[Information provided]
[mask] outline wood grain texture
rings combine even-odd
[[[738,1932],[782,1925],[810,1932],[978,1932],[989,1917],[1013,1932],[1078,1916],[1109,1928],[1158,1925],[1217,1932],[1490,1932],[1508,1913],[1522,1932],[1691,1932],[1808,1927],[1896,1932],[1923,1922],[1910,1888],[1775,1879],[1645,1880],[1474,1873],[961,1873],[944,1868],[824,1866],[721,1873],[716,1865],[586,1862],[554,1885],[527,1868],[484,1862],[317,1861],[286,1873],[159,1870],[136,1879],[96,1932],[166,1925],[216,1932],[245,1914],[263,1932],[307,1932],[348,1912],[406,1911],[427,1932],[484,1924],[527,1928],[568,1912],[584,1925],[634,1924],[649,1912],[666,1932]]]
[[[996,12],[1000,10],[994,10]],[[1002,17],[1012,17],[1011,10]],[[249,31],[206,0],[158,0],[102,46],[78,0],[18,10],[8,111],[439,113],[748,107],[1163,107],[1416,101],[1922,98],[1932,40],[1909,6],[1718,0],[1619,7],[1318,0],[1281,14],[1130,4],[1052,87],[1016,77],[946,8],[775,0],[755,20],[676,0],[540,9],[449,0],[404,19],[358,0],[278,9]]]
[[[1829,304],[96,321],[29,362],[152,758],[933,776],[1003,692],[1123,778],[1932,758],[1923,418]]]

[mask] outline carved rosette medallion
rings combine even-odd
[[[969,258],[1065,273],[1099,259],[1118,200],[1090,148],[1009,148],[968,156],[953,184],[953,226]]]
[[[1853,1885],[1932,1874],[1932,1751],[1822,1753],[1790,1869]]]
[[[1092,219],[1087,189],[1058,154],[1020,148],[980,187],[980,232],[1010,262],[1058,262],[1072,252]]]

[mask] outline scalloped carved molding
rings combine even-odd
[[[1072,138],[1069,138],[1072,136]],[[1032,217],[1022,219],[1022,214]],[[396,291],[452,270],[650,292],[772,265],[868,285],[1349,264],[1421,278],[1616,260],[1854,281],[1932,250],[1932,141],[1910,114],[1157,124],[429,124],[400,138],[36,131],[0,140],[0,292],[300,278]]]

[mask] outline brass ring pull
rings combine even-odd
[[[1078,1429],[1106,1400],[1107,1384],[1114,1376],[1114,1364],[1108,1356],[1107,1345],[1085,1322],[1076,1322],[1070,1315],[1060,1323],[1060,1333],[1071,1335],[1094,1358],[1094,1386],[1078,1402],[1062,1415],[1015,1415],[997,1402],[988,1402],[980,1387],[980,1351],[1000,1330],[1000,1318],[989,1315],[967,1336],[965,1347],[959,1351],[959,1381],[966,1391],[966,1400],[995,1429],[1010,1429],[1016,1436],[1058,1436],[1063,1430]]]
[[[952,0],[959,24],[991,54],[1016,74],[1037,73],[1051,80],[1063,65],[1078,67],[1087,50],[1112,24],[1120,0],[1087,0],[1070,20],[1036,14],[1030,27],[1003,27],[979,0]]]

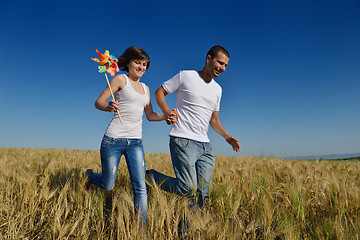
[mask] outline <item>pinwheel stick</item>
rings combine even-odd
[[[109,79],[108,79],[106,73],[105,73],[105,77],[106,77],[106,81],[107,81],[107,84],[108,84],[109,89],[110,89],[110,92],[111,92],[111,96],[112,96],[112,98],[113,98],[114,101],[115,101],[114,93],[113,93],[113,91],[112,91],[112,89],[111,89],[110,82],[109,82]],[[116,110],[116,111],[117,111],[117,114],[118,114],[118,116],[119,116],[120,122],[122,123],[123,121],[122,121],[122,118],[121,118],[121,116],[120,116],[120,111],[119,111],[119,110]]]

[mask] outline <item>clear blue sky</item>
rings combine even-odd
[[[0,1],[0,147],[99,149],[112,114],[94,108],[95,48],[143,48],[159,111],[156,88],[220,44],[220,120],[242,150],[210,130],[216,155],[358,153],[359,13],[358,0]],[[168,153],[169,126],[143,127],[145,151]]]

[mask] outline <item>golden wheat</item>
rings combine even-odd
[[[356,161],[216,157],[209,204],[192,213],[191,239],[359,239]],[[170,156],[147,168],[173,175]],[[149,187],[146,228],[135,216],[122,159],[115,187],[86,187],[98,151],[0,149],[0,238],[177,239],[186,201]]]

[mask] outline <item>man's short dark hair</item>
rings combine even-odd
[[[215,45],[212,48],[210,48],[210,50],[208,51],[207,55],[210,55],[211,58],[214,58],[217,56],[217,54],[219,52],[222,52],[223,54],[225,54],[228,58],[230,57],[230,54],[228,53],[228,51],[226,51],[226,49],[222,46],[219,45]],[[206,55],[206,56],[207,56]]]

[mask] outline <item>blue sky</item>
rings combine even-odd
[[[112,114],[95,48],[143,48],[154,91],[201,70],[213,45],[230,52],[216,155],[280,157],[360,152],[360,2],[1,1],[0,147],[98,150]],[[175,106],[175,96],[168,97]],[[169,126],[144,120],[148,153],[168,153]]]

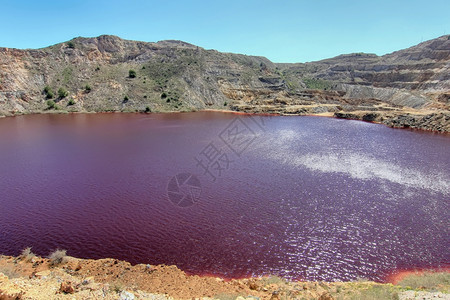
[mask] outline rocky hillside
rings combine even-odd
[[[0,48],[0,115],[205,108],[450,131],[450,36],[304,64],[106,35]]]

[Your assignment] All lines of the records containing "outline" should be shown.

[Answer space]
[mask] outline wood grain texture
[mask] outline carved rosette medallion
[mask] outline scalloped carved molding
[mask] outline brass ring pull
[mask] outline <item>pinwheel stick</item>
[mask] outline <item>clear blue sky</item>
[mask] outline <item>golden wheat</item>
[mask] outline <item>man's short dark hair</item>
[mask] outline <item>blue sky</item>
[mask] outline rocky hillside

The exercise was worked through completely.